- _Data for this exercise_
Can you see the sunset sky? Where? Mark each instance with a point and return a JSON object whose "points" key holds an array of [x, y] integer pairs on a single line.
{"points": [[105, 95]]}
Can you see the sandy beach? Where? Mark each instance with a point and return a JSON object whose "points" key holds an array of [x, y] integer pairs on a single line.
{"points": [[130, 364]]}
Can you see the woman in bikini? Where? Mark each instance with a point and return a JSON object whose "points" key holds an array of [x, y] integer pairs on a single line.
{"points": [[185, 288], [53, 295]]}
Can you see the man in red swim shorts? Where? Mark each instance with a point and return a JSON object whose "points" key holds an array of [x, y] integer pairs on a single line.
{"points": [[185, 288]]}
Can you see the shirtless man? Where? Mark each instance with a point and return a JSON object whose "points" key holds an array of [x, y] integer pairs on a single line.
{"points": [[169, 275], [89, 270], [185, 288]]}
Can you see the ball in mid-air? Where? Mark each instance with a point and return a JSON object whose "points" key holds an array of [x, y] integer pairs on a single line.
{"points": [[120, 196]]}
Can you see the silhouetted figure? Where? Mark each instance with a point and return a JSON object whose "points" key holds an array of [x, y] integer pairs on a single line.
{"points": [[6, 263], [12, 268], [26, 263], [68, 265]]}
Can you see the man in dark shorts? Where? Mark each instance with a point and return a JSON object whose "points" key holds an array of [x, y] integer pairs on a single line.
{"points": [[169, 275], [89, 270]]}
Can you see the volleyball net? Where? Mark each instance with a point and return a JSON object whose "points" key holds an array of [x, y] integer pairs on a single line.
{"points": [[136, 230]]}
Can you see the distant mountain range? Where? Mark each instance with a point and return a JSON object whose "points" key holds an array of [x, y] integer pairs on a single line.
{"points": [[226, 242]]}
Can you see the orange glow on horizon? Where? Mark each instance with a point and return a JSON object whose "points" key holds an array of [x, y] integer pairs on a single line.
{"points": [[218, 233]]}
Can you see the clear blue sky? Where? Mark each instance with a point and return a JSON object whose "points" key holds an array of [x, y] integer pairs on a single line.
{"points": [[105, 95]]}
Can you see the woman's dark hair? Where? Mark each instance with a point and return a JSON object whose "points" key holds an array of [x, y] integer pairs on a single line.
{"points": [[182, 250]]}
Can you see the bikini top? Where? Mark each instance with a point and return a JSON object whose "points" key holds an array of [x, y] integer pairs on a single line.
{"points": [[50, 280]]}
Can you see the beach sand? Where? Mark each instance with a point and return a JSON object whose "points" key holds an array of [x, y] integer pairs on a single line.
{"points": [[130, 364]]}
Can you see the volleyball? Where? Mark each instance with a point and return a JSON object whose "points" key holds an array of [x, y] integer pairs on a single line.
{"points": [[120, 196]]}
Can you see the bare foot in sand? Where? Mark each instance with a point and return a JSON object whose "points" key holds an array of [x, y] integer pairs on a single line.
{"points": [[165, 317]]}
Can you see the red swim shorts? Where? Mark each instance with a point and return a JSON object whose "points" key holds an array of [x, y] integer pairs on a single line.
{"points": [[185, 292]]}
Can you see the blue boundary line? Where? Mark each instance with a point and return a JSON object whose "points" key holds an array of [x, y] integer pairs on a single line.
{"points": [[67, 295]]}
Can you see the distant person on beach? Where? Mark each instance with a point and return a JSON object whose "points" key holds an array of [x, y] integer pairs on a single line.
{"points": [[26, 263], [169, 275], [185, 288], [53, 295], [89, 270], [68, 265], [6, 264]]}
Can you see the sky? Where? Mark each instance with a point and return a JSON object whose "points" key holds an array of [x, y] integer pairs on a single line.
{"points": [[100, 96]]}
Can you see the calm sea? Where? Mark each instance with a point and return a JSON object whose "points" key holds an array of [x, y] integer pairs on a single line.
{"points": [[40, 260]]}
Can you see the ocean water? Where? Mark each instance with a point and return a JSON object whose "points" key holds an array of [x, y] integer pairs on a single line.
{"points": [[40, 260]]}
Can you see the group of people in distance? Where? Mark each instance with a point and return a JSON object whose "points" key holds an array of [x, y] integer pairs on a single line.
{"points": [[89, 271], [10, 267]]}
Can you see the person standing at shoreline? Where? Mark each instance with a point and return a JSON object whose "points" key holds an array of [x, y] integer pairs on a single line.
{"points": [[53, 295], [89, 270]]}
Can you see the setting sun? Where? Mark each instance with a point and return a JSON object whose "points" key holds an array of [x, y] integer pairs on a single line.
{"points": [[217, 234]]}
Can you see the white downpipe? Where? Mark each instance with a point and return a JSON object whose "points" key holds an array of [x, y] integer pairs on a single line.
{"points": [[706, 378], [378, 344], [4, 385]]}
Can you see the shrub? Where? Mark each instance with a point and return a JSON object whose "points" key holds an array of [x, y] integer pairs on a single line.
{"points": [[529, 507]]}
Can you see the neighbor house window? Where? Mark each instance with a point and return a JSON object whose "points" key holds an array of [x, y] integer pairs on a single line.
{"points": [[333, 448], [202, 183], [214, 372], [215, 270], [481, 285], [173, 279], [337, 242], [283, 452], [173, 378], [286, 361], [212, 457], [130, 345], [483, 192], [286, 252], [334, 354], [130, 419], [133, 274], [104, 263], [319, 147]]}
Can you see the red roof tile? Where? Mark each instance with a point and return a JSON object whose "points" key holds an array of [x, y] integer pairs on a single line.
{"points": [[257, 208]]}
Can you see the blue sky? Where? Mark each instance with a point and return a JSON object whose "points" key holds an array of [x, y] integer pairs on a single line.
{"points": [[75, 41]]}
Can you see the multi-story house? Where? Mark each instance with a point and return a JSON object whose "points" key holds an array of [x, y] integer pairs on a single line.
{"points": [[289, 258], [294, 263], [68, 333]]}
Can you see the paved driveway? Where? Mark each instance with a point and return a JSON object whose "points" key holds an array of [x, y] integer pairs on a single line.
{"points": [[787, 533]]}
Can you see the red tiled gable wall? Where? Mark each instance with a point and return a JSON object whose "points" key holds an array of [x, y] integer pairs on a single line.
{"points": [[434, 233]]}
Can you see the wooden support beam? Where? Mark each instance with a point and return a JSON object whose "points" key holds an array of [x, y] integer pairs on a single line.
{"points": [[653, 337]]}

- _Exercise prompt_
Reproduce, word for word, every line starting at the line that contains "Can you see the shrub?" and ending with the final line of the entries.

- _Task output_
Can you see the shrub? Where? Mark each instance with a point and return a JSON object whose "points" key holds an array of [x, y] integer pairs on a single line.
{"points": [[529, 507]]}
Can you see the neighbor house window? Where? Mark each instance with a point and return a JSON object whose "points" key holds an array of [x, y] integer pairs on a single line.
{"points": [[333, 448], [202, 183], [214, 372], [215, 270], [481, 285], [173, 279], [337, 242], [283, 452], [173, 378], [286, 361], [212, 457], [130, 345], [483, 192], [286, 252], [334, 354], [130, 419], [133, 274], [104, 263], [319, 147]]}
Can you see the red roof tile? Where? Mark each instance with a point and return a JSON object whose "points" key holds an array of [x, y] integer pairs on a single line.
{"points": [[257, 208]]}
Can you see the blue sky? Where? Mark each instance with a point and return a JSON object whose "points" key holds an array of [x, y] integer pairs on a single line.
{"points": [[75, 41]]}
Can you see the multi-story house? Where? Mark each instance with a point and return a JSON object whose "points" key holds an array of [x, y] integer pairs on a single line.
{"points": [[289, 258], [294, 263], [68, 333]]}
Can you see the paved driveway? Where? Mark each instance with a point and return a JSON object whose "points" key holds an array of [x, y] integer pairs on a single line.
{"points": [[787, 533]]}
Can you see the red tiled gable wall? Where? Mark each instance with a point and return a JSON object whose "points" key holds an array of [x, y] integer pairs on a single line.
{"points": [[434, 233]]}
Can you see the wooden support beam? Where? Mark each instance with a point and return a JSON object whose "points" key holds an array of [x, y] integer pairs on a single line.
{"points": [[653, 337]]}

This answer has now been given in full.